* WRITTEN INSTRUCTION A: Return the following post on standardizing portable binary data formats in C and C++, with every word kept intact.

* TEXT TO READ:

<<<<

I can't see how the problem is different from text encoding.
The 7-bit ANSI character set is the baseline. A number of
8-bit ASCII encodings are in use, and who knows how many
16-bit encodings. No one says which one should be used. Only
which ones should be available.

The current standard doesn't even say that. It only gives a
minimum list of characters which must be supported. But I'm
not sure what your argument is: you're saying that we should
standardize some binary format more than the text format?

Yep. Some formats. like IEEE 754 (and maybe descendants)
are fairly universal. No matter what the native formats
look like, it ought to suffice to call a standard method
to dump binary data on the format.

To date, neither C nor C++ have made the slightest gest in the
direction of standardizing any binary formats. There are other
(conflicting) standards which do: XDR, for example, or BER. I
personally think that adding a second set of streams, supporting
XDR, to the standard, would be a good thing, but I've never had
the time to actually write up such a proposal. And a general
binary format is quite complex to specify; it's one thing to say
you want to output a table of double, but to be standardized,
you also have to define what is output when a large mix of types
are streamed, and how much information is necessary about the
initial data in order to read them.

(The big difference is, of course, is that while the
standard doesn't specify any encoding, there are a number of
different encodings which are supported on a lot of
different machines. Where as a raw dump of double doesn't
work even between a PC and a Sparc. Or between an older
Mac, with a Power PC, and a newer one, with an Intel chip.
Upgrade your machine, and you loose your data.)

Exactly. Which is why there ought to be a standardized binary
floating point format that is portable between platforms.

There are several: I've used both XDR and BER in applications in
the past. One of the reasons C++ doesn't address this issue is
that there are several, and C++ doesn't want to choose one over
the others.

--
James Kanze

>>>>

* WRITTEN INSTRUCTION B: Retype only the entries below, everything from the line containing "One point per instance, written like point(691, 1)" down to the line containing "point(186, 131)", with both of those lines included.

* DATASET RECORDS:
<<<<

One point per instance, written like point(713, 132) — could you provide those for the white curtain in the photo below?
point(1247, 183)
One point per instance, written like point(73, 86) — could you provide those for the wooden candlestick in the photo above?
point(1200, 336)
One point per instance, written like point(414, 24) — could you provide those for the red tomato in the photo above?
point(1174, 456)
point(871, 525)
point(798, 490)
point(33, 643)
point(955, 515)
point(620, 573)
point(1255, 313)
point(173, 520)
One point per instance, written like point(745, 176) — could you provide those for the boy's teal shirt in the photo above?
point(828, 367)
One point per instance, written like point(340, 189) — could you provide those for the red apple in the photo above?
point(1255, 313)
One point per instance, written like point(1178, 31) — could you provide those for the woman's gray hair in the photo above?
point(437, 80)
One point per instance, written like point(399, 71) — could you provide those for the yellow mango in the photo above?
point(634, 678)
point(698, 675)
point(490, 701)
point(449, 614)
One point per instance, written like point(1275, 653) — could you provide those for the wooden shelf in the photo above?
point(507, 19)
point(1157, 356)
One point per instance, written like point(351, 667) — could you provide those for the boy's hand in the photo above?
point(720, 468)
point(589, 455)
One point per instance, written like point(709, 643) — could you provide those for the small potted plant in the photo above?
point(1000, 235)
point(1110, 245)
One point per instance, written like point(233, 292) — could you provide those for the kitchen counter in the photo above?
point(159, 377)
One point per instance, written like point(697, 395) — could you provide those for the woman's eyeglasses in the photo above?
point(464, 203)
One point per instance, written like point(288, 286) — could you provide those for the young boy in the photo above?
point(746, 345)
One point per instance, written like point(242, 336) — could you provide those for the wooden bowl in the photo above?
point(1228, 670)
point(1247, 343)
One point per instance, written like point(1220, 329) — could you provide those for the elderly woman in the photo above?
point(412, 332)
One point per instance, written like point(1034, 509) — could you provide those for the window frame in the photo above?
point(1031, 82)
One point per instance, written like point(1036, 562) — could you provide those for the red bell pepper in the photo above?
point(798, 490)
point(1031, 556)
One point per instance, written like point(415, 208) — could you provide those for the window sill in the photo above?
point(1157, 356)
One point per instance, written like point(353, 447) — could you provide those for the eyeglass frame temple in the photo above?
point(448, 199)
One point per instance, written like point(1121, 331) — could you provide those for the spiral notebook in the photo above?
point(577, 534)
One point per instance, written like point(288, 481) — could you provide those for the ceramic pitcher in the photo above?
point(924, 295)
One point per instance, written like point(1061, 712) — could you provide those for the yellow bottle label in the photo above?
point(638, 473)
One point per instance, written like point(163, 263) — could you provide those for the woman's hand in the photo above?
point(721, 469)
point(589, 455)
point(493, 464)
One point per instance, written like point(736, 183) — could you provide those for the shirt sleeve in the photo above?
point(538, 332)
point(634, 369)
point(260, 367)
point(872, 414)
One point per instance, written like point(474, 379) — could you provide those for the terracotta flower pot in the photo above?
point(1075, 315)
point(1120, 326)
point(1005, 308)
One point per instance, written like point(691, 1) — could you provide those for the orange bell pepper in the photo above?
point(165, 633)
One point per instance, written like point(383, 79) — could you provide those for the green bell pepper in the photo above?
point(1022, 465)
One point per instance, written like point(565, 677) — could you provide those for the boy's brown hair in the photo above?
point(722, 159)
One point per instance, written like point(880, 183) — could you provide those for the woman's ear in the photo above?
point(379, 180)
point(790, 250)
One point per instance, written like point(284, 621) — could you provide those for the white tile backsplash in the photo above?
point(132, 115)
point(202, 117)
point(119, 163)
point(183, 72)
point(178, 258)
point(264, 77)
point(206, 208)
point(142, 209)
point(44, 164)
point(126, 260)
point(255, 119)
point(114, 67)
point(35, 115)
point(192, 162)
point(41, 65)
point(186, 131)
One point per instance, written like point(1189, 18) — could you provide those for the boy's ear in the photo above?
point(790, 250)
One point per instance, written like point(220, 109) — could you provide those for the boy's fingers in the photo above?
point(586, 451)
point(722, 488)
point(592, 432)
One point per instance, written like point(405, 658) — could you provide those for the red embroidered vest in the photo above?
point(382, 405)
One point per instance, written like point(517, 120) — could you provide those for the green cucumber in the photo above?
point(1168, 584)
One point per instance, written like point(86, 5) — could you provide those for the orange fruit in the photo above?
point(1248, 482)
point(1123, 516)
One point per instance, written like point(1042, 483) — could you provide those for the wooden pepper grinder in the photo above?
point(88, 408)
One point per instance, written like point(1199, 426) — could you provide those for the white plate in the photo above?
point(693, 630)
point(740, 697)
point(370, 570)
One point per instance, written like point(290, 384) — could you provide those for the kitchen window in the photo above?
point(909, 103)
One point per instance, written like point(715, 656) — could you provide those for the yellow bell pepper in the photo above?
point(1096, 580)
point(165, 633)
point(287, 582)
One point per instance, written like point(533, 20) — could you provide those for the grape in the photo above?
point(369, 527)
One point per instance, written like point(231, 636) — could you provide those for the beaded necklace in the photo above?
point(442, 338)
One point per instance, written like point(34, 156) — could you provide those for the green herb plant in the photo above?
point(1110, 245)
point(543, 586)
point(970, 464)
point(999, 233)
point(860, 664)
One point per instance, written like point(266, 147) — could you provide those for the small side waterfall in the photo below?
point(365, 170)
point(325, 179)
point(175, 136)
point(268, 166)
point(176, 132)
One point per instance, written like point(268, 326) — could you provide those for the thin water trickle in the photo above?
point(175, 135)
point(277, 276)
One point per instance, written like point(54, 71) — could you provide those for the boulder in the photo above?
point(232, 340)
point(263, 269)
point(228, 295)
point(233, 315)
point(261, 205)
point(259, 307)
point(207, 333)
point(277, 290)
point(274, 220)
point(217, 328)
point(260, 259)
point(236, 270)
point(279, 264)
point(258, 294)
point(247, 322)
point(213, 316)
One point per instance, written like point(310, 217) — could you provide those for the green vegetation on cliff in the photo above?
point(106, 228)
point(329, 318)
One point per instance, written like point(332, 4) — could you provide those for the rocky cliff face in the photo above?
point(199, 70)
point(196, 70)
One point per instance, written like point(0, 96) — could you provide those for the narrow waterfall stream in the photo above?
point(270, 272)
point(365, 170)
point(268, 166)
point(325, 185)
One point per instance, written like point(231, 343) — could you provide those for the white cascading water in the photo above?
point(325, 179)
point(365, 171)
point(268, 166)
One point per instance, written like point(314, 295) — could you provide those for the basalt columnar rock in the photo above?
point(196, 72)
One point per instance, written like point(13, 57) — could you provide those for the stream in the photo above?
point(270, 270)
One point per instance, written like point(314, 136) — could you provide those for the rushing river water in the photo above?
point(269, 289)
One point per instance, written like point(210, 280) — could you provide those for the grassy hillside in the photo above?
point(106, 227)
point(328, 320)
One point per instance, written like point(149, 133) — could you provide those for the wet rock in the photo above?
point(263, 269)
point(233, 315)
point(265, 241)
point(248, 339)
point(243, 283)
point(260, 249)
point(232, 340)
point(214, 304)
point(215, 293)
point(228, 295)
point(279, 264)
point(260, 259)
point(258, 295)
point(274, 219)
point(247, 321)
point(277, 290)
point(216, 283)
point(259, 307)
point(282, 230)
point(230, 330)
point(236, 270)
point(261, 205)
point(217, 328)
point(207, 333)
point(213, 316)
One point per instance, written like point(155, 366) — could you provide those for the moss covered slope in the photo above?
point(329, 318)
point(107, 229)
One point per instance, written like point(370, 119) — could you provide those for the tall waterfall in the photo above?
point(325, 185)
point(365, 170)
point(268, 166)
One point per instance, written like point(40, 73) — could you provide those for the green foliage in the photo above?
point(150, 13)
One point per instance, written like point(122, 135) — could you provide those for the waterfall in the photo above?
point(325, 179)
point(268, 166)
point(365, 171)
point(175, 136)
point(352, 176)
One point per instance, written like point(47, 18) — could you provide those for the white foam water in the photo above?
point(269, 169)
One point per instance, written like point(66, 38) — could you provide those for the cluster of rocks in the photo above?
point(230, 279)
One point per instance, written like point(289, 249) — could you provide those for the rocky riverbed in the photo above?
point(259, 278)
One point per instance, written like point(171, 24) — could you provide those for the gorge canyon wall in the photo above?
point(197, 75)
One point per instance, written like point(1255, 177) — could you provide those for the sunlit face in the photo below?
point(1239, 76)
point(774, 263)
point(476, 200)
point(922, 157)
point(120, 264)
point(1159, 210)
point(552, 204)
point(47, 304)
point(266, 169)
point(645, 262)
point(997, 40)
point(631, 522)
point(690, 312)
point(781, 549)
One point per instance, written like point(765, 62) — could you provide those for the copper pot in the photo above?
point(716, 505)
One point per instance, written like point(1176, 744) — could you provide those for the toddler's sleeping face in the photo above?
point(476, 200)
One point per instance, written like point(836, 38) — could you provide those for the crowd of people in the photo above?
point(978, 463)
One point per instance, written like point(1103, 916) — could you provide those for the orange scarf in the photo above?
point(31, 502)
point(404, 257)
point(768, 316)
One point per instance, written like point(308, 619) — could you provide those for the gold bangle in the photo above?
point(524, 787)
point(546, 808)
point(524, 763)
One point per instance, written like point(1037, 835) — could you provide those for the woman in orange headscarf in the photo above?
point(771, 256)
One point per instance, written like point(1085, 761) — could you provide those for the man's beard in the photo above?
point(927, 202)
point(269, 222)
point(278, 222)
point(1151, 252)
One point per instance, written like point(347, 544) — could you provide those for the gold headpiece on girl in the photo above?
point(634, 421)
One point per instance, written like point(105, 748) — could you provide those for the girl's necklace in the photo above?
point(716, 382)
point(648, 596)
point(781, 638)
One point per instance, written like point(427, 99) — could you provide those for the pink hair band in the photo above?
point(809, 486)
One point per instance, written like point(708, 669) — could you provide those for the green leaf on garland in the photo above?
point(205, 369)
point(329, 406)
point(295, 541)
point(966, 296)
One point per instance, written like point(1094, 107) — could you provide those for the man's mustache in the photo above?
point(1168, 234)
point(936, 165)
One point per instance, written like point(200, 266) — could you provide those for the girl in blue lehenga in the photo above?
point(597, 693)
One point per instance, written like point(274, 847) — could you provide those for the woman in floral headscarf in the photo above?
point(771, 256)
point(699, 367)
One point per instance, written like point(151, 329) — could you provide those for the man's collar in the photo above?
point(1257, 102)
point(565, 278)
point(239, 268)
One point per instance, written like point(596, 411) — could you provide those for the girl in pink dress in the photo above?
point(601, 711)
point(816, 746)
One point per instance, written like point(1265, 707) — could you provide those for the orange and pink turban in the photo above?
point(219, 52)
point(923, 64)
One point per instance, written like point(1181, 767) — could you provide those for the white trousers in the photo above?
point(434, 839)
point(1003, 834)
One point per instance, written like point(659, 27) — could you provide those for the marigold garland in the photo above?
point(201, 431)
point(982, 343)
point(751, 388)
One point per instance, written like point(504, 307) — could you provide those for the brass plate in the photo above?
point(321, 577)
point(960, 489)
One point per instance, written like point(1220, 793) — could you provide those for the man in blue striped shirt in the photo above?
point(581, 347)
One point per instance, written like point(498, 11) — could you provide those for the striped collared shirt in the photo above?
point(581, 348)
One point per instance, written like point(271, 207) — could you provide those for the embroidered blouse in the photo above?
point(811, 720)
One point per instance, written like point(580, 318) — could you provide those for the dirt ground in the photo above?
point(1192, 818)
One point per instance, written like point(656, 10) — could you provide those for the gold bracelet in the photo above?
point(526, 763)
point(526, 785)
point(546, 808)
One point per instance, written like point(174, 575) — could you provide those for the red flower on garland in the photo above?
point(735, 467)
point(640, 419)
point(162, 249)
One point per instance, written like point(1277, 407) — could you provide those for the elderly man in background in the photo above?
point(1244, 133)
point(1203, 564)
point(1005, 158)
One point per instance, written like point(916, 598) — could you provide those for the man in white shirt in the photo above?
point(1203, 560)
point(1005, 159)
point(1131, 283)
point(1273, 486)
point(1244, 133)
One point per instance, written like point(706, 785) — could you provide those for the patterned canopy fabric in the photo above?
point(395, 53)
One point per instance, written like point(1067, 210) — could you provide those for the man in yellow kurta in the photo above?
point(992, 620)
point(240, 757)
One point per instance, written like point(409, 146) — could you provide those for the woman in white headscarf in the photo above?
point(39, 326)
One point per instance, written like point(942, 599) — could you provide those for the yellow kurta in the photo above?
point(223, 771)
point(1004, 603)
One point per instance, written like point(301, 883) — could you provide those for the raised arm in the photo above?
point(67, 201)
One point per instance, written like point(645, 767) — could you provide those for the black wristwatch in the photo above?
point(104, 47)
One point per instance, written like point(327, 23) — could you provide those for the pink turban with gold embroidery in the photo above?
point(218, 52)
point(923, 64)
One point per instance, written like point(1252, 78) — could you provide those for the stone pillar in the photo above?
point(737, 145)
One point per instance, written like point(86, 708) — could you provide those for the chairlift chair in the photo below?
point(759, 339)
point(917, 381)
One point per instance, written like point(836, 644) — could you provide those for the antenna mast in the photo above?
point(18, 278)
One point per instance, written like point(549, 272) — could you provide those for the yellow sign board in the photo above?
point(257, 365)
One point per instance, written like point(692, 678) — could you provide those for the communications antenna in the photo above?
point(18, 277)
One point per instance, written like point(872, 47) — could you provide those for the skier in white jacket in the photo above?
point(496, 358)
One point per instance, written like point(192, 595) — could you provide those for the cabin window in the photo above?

>>>>

* EXPECTED OUTPUT A:
I can't see how the problem is different from text encoding.
The 7-bit ANSI character set is the baseline. A number of
8-bit ASCII encodings are in use, and who knows how many
16-bit encodings. No one says which one should be used. Only
which ones should be available.

The current standard doesn't even say that. It only gives a
minimum list of characters which must be supported. But I'm
not sure what your argument is: you're saying that we should
standardize some binary format more than the text format?

Yep. Some formats. like IEEE 754 (and maybe descendants)
are fairly universal. No matter what the native formats
look like, it ought to suffice to call a standard method
to dump binary data on the format.

To date, neither C nor C++ have made the slightest gest in the
direction of standardizing any binary formats. There are other
(conflicting) standards which do: XDR, for example, or BER. I
personally think that adding a second set of streams, supporting
XDR, to the standard, would be a good thing, but I've never had
the time to actually write up such a proposal. And a general
binary format is quite complex to specify; it's one thing to say
you want to output a table of double, but to be standardized,
you also have to define what is output when a large mix of types
are streamed, and how much information is necessary about the
initial data in order to read them.

(The big difference is, of course, is that while the
standard doesn't specify any encoding, there are a number of
different encodings which are supported on a lot of
different machines. Where as a raw dump of double doesn't
work even between a PC and a Sparc. Or between an older
Mac, with a Power PC, and a newer one, with an Intel chip.
Upgrade your machine, and you loose your data.)

Exactly. Which is why there ought to be a standardized binary
floating point format that is portable between platforms.

There are several: I've used both XDR and BER in applications in
the past. One of the reasons C++ doesn't address this issue is
that there are several, and C++ doesn't want to choose one over
the others.

--
James Kanze

* EXPECTED OUTPUT B:
One point per instance, written like point(691, 1) — could you provide those for the orange bell pepper in the photo above?
point(165, 633)
One point per instance, written like point(383, 79) — could you provide those for the green bell pepper in the photo above?
point(1022, 465)
One point per instance, written like point(565, 677) — could you provide those for the boy's brown hair in the photo above?
point(722, 159)
One point per instance, written like point(880, 183) — could you provide those for the woman's ear in the photo above?
point(379, 180)
point(790, 250)
One point per instance, written like point(284, 621) — could you provide those for the white tile backsplash in the photo above?
point(132, 115)
point(202, 117)
point(119, 163)
point(183, 72)
point(178, 258)
point(264, 77)
point(206, 208)
point(142, 209)
point(44, 164)
point(126, 260)
point(255, 119)
point(114, 67)
point(35, 115)
point(192, 162)
point(41, 65)
point(186, 131)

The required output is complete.